AUSGEWÄHLTE PASSAGE:
Im Mittelpunkt des Falls steht ein Apotheker, der ein Krebsmedikament für eine seltene, vor allem bei Kindern auftretende, oft tödlich verlaufende Tumorerkrankung herstellt. Die Wirkstoffe entsprechen jenen, die ein US-Pharmakonzern derzeit im Rahmen klinischer Studien testet. Die Antragstellerin – ein Wirtschaftsverband – warf dem Apotheker vor, Nachbauten des US-Produkts ohne Zulassung in Verkehr zu bringen. Der Apotheker hingegen erklärte, er habe ein eigenes verbessertes Herstellungsverfahren entwickelt.

Der für Wettbewerbsrecht zuständige Senat des OLG Frankfurt sah keinen Grund für eine einstweilige Verfügung. Zwar sei der Vertrieb nicht zugelassener Arzneimittel grundsätzlich problematisch, in diesem Fall jedoch überwiege das unmittelbare Lebensinteresse der betroffenen Patienten. Die Richter betonten, dass es sich um einen sehr kleinen, konkret betroffenen Personenkreis handele – Menschen, die an einer seltenen Krebserkrankung leiden, für die es keine alternative Therapie gibt und deren mittlere Überlebenszeit nur zehn Monate beträgt.

DATENSATZ:
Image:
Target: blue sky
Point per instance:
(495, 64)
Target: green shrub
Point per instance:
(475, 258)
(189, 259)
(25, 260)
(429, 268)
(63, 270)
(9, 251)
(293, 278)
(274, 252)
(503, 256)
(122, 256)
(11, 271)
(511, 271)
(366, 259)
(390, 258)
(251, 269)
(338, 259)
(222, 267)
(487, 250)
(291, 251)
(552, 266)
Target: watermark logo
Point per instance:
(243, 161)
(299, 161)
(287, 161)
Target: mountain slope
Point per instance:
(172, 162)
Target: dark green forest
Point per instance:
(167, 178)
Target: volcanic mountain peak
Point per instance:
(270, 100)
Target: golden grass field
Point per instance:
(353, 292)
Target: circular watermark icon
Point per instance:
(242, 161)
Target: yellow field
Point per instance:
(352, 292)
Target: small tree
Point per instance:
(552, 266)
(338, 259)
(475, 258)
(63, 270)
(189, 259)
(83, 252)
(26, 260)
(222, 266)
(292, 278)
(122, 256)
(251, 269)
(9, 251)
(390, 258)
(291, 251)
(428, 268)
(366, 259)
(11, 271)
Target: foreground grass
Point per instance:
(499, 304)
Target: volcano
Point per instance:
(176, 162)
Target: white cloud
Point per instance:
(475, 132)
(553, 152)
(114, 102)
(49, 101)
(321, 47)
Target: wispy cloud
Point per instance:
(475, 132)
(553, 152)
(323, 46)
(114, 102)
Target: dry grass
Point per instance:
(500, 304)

ARBEITSAUFTRAG:
Führen Sie den Bericht über den Rechtsstreit um das Krebsmedikament des Apothekers im Anschluss an seinen letzten Satz weiter.

ERGEBNIS:
In ihrer Abwägung führten die Richter aus, dass das Risiko möglicher Nebenwirkungen durch das nicht zugelassene Präparat angesichts der ausweglosen Krankheitssituation der Patienten zurücktrete. Das Medikament biete zumindest eine reale Chance auf Stabilisierung oder gar Heilung. Eine Unterbrechung der Versorgung bis zum Abschluss eines Hauptverfahrens sei mit der verfassungsrechtlichen Verpflichtung zum Schutz des Lebens nicht vereinbar.

Besonders ausschlaggebend sei, so das Gericht, dass die Behandlung ausschließlich bei Patienten erfolge, für die keine andere Therapieoption mehr zur Verfügung stehe – und dass diese ihre informierte Zustimmung zur Behandlung gegeben hätten.

Das Urteil wurde am 3. April 2025 gefällt (Az. 6 UKl 2/25). Die Entscheidung im Eilverfahren ist unanfechtbar.